═════ Trecho ═════

Veja abaixo alguns exemplos de investimentos mínimos exigidos aos candidatos de
vistos:
- Reino
Unido: US$ 2,6 milhões (R$ 10,8 milhões) em títulos ou ações através
de bancos britânicos;
- Espanha: US$
580 mil (R$ 2,4 milhões) em propriedades imobiliárias, US$ 1,1 milhões (R$ 4,77
milhões) em depósitos ou US$ 2,3 milhões (R$ 9,55 milhões) em títulos do
governo;
- Antígua e
Barbuda: US$ 100 mil (R$ 415,3 mil) para o Fundo Nacional de Doações.
Ou US$ 400 mil (R$ 1,66 milhão) no setor imobiliário ou, ainda, US$ 1,5 milhão
(R$ 6,22 milhões) em investimentos aprovados;
-
Chipre: 2 milhões de euros (R$ 9,63 milhões) em empresas, propriedades
imobiliárias ou títulos do governo;
- Estados
Unidos: US$ 1 milhão (R$ 4,15 milhões) em empresas que criam ao menos
10 postos de trabalho ou US$ 500 mil (R$ 2,07 milhões) se o investimento for em
uma área rural ou em uma área com alta taxa de desemprego;
-
Lituânia: Gerenciar e manter pelo menos um terço das ações de uma
empresa com pelo menos três trabalhadores em tempo integral e um valor de
capital de US$ 32,5 mil (R$ 134,9 mil).

═════ Material fornecido ═════

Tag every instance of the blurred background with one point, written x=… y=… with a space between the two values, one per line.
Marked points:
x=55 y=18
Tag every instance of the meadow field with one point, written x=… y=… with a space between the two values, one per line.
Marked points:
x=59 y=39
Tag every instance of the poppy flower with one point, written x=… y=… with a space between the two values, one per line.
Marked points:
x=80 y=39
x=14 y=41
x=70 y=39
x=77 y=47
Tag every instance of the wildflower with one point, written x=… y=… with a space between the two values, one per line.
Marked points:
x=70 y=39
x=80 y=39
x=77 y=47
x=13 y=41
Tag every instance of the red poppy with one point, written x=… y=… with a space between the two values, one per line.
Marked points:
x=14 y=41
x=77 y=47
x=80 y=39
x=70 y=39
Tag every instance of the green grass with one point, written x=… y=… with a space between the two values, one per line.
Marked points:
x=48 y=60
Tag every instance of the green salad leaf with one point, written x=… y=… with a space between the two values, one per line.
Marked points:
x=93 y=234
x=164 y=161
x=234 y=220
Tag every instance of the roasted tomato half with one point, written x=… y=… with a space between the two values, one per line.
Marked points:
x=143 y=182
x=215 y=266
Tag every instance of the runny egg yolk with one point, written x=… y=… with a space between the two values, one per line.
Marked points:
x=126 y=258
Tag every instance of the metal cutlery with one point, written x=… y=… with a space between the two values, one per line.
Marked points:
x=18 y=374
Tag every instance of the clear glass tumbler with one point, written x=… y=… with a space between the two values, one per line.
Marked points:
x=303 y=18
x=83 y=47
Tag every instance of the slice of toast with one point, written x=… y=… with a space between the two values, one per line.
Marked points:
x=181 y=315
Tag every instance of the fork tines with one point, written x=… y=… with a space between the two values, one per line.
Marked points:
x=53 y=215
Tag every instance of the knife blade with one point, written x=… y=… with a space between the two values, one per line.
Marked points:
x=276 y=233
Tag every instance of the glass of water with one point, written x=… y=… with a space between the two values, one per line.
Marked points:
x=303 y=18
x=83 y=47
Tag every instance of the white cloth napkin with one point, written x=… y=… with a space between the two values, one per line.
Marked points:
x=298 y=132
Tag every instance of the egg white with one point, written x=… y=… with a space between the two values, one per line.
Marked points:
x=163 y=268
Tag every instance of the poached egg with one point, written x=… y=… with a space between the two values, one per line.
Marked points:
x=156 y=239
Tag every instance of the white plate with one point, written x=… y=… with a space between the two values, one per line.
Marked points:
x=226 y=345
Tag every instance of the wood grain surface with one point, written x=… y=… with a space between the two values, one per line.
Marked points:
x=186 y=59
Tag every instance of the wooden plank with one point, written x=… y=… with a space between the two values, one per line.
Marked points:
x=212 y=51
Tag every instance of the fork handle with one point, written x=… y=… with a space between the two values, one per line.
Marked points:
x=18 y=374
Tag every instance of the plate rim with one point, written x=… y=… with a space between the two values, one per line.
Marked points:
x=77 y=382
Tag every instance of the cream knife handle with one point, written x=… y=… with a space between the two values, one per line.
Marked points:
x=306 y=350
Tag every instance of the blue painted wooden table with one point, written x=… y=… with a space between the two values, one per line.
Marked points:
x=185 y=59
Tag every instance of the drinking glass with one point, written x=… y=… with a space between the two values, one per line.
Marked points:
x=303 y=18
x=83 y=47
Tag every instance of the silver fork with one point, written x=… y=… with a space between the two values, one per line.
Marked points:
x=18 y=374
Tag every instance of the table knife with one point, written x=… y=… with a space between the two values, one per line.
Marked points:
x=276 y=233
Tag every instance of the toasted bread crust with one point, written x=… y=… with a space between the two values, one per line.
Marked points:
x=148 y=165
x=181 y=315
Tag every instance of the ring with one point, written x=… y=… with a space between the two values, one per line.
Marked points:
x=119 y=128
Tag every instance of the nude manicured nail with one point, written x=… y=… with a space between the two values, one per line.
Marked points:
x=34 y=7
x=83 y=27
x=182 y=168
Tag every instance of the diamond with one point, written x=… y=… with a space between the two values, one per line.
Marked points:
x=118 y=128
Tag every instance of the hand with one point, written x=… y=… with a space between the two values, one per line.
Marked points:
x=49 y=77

═════

Exercício proposto 1 — De acordo com o trecho, quantos postos de trabalho uma empresa nos Estados Unidos precisa criar para que o investimento exigido seja de US$ 1 milhão?
Exercício proposto 2 — Nos registros, reescreva todas as linhas da parte que se abre com a linha que contém "Tag every instance of the green grass" e se fecha com a linha que contém "x=163 y=268", incluindo ambas. Desloque em 108 cada coordenada dos pontos marcados.
O trecho e os registros são materiais independentes entre si.

Resposta esperada 1 — Pelo menos 10 postos de trabalho.

Resposta esperada 2 —
Tag every instance of the green grass with one point, written x=… y=… with a space between the two values, one per line.
Marked points:
x=156 y=168
Tag every instance of the green salad leaf with one point, written x=… y=… with a space between the two values, one per line.
Marked points:
x=201 y=342
x=272 y=269
x=342 y=328
Tag every instance of the roasted tomato half with one point, written x=… y=… with a space between the two values, one per line.
Marked points:
x=251 y=290
x=323 y=374
Tag every instance of the runny egg yolk with one point, written x=… y=… with a space between the two values, one per line.
Marked points:
x=234 y=366
Tag every instance of the metal cutlery with one point, written x=… y=… with a space between the two values, one per line.
Marked points:
x=126 y=482
Tag every instance of the clear glass tumbler with one point, written x=… y=… with a space between the two values, one per line.
Marked points:
x=411 y=126
x=191 y=155
Tag every instance of the slice of toast with one point, written x=… y=… with a space between the two values, one per line.
Marked points:
x=289 y=423
Tag every instance of the fork tines with one point, written x=… y=… with a space between the two values, one per line.
Marked points:
x=161 y=323
Tag every instance of the knife blade with one point, written x=… y=… with a space between the two values, one per line.
Marked points:
x=384 y=341
Tag every instance of the glass of water with one point, written x=… y=… with a space between the two values, one per line.
Marked points:
x=411 y=126
x=191 y=155
Tag every instance of the white cloth napkin with one point, written x=… y=… with a space between the two values, one per line.
Marked points:
x=406 y=240
Tag every instance of the egg white with one point, written x=… y=… with a space between the two values, one per line.
Marked points:
x=271 y=376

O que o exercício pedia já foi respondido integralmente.